══ Excerpted records

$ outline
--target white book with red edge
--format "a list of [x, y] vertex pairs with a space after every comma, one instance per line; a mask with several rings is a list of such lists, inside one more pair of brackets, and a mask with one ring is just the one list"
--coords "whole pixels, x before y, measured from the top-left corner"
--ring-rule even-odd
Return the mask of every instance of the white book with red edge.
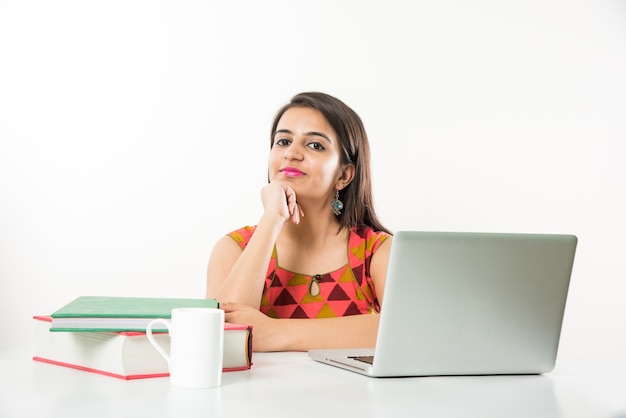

════

Exercise details - Search the data above for "mask" and copy every line where it turns up.

Response for this exercise -
--format "a list of [x, y] vertex pairs with a space after every comma, one instance per line; a mask with several rings is a list of such lists, inside one more pair of brackets, and a mask with one ring is just the one list"
Return the mask of every instance of the white book with red edge.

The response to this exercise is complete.